What you are asked to do:
From the records below, transcribe only the lines running from the one with "box: [1218, 0, 1541, 52]" through the one with "box: [958, 150, 2167, 377]". Keep both of those end lines.

[Stored data]
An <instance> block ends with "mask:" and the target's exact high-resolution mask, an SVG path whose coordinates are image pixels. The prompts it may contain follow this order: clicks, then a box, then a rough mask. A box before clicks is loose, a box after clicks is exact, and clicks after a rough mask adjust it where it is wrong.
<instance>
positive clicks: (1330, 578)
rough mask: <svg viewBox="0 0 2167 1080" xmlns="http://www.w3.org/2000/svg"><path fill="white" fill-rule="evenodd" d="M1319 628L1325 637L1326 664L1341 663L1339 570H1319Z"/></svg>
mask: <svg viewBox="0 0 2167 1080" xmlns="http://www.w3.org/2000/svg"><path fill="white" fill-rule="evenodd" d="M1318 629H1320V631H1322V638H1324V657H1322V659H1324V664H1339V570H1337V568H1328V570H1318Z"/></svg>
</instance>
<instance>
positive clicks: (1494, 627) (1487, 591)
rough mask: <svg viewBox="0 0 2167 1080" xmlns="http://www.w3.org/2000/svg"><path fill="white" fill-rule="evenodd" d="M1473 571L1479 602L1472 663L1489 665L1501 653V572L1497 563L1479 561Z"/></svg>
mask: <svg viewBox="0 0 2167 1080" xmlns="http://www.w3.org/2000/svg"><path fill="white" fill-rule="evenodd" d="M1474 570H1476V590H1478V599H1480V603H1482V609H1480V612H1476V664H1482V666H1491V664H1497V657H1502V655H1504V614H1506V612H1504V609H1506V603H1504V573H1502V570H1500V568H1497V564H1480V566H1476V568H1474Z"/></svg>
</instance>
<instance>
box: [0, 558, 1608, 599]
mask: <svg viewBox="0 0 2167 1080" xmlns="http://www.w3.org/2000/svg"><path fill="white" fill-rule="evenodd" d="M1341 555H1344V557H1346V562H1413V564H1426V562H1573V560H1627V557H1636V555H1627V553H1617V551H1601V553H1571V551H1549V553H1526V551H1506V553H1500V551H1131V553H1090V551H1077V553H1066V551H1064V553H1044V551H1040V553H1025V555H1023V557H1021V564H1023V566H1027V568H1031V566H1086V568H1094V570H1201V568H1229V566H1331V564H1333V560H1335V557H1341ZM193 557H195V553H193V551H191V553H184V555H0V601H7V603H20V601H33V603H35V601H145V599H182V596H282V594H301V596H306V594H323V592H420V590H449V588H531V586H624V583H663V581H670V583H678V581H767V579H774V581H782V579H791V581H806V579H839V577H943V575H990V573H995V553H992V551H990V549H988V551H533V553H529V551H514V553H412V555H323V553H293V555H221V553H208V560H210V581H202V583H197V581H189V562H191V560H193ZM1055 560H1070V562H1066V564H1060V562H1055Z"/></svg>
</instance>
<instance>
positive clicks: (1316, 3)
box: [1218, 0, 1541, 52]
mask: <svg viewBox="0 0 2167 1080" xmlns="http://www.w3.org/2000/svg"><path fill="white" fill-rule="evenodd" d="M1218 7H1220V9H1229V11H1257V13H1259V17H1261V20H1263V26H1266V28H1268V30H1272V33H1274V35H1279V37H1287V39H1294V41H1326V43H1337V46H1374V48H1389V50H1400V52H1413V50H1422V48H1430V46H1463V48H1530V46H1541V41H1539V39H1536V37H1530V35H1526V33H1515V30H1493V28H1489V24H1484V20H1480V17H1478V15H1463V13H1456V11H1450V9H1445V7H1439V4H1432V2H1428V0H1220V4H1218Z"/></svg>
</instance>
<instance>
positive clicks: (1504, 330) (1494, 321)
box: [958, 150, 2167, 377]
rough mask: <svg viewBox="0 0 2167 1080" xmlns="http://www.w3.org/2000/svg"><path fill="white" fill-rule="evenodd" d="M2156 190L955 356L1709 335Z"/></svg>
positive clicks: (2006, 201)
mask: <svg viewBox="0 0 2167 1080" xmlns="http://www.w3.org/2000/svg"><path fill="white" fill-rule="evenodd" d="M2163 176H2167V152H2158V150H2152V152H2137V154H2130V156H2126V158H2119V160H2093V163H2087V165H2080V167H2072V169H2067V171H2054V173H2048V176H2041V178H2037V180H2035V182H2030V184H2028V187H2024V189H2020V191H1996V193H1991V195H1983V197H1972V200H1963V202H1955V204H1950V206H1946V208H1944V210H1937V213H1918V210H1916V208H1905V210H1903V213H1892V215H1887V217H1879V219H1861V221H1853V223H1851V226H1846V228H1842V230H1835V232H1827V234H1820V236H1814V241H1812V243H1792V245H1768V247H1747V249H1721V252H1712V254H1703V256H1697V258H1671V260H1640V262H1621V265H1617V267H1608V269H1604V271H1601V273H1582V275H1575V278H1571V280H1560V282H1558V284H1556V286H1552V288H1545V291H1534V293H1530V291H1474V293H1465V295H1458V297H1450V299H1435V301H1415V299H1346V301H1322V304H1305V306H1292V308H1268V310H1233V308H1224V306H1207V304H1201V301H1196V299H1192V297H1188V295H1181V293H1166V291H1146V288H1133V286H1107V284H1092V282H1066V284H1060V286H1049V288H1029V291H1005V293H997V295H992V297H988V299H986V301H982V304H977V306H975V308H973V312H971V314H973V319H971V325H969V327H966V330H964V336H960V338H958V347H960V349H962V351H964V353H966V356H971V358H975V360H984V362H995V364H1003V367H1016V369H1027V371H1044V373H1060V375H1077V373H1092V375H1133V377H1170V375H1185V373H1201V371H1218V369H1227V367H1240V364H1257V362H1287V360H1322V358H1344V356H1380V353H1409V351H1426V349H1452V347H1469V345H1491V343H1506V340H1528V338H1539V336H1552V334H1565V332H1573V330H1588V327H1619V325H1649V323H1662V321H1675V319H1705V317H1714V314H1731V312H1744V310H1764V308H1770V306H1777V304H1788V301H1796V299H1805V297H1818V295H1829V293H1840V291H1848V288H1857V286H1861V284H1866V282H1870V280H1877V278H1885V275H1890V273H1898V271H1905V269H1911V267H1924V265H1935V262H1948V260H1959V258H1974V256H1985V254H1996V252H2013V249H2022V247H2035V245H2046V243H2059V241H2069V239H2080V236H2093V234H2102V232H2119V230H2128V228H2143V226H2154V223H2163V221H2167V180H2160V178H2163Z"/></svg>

Response to this task:
box: [1218, 0, 1541, 52]
mask: <svg viewBox="0 0 2167 1080" xmlns="http://www.w3.org/2000/svg"><path fill="white" fill-rule="evenodd" d="M1218 7H1220V9H1229V11H1257V13H1259V17H1261V20H1263V26H1266V28H1268V30H1272V33H1274V35H1279V37H1287V39H1294V41H1326V43H1337V46H1374V48H1389V50H1400V52H1413V50H1422V48H1430V46H1463V48H1530V46H1541V41H1539V39H1536V37H1530V35H1526V33H1515V30H1493V28H1489V24H1484V20H1480V17H1478V15H1463V13H1456V11H1450V9H1445V7H1439V4H1432V2H1428V0H1220V4H1218Z"/></svg>
</instance>
<instance>
positive clicks: (1504, 330) (1494, 321)
box: [958, 150, 2167, 377]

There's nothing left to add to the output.